» PROMPT 1
Answer these questions from the health care enrollment passage:
(a) On what date does the signup season end?
(b) How many health care advocates gathered in downtown Sacramento?
(c) What position does Anthony Wright hold at Health Access California?
» PROMPT 2
Return the section of the health care enrollment passage that begins at the words "The signup season" and stops after "until March 1.".
» PROMPT 3
Resume the health care enrollment passage, picking up right after its final sentence.

» READING PASSAGE

The signup season ends Jan. 31, but Kennedy said consumers are “highly encouraged” to sign up now, rather than wait until the last minute.
“Even going a month without insurance you’re rolling the dice,” Kennedy said, risking an unexpected health care crisis that could rack up medical bills. Those who enroll by Jan. 31 would not receive insurance coverage until March 1.
The enrollment changes came as more than 200 health care advocates gathered Tuesday in downtown Sacramento to urge solidarity in fighting the anticipated rollback of the Affordable Care Act, cutbacks in Medicare expansion programs and other health care changes proposed by the incoming Trump administration.
“We cannot go back,” said Anthony Wright, executive director of Health Access California, the statewide consumer advocacy organization. He said California’s congressional delegation needs to be educated about the “catastrophic consequences” of repealing the Affordable Care Act without an alternative plan in place, especially among low-income residents in the Central Valley.

Natural-language object grounding data

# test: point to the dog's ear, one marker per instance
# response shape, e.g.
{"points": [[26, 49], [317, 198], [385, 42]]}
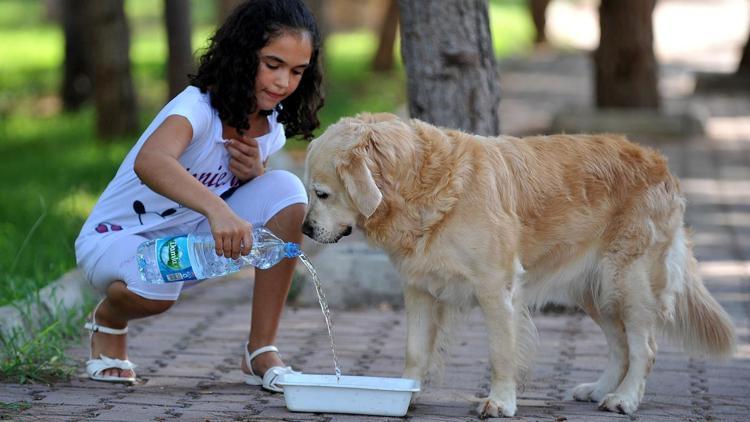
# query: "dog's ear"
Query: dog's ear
{"points": [[359, 182]]}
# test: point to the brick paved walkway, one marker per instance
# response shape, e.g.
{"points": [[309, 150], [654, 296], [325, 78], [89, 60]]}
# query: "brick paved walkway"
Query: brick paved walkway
{"points": [[189, 357]]}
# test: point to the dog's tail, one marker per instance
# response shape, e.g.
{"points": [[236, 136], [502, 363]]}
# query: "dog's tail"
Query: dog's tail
{"points": [[698, 321]]}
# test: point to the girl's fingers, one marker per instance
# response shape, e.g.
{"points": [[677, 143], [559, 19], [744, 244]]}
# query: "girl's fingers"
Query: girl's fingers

» WRITTEN ANSWER 1
(a) Jan. 31
(b) More than 200
(c) Executive director

» WRITTEN ANSWER 2
The signup season ends Jan. 31, but Kennedy said consumers are “highly encouraged” to sign up now, rather than wait until the last minute.
“Even going a month without insurance you’re rolling the dice,” Kennedy said, risking an unexpected health care crisis that could rack up medical bills. Those who enroll by Jan. 31 would not receive insurance coverage until March 1.

» WRITTEN ANSWER 3
An estimated 5 million Californians are insured under the Affordable Care Act, either through Covered California plans or Medi-Cal expansion.
“We’re not going to let one election take back all the progress we’ve made so far,” said state Sen. Ricardo Lara, D-Bell Gardens, who was behind legislation to enroll all California children, regardless of immigration status, in health coverage. That effort, estimated to cost the state about $132 million and cover about 117,000 children, took effect May 1.
State Sen. Ed Hernandez, D-West Covina, chairman of the Senate Health Committee, warned that people in low-income areas could see hefty premium increases and over-reliance on emergency rooms if millions of residents lose federal subsidies and go without coverage because it’s no longer required.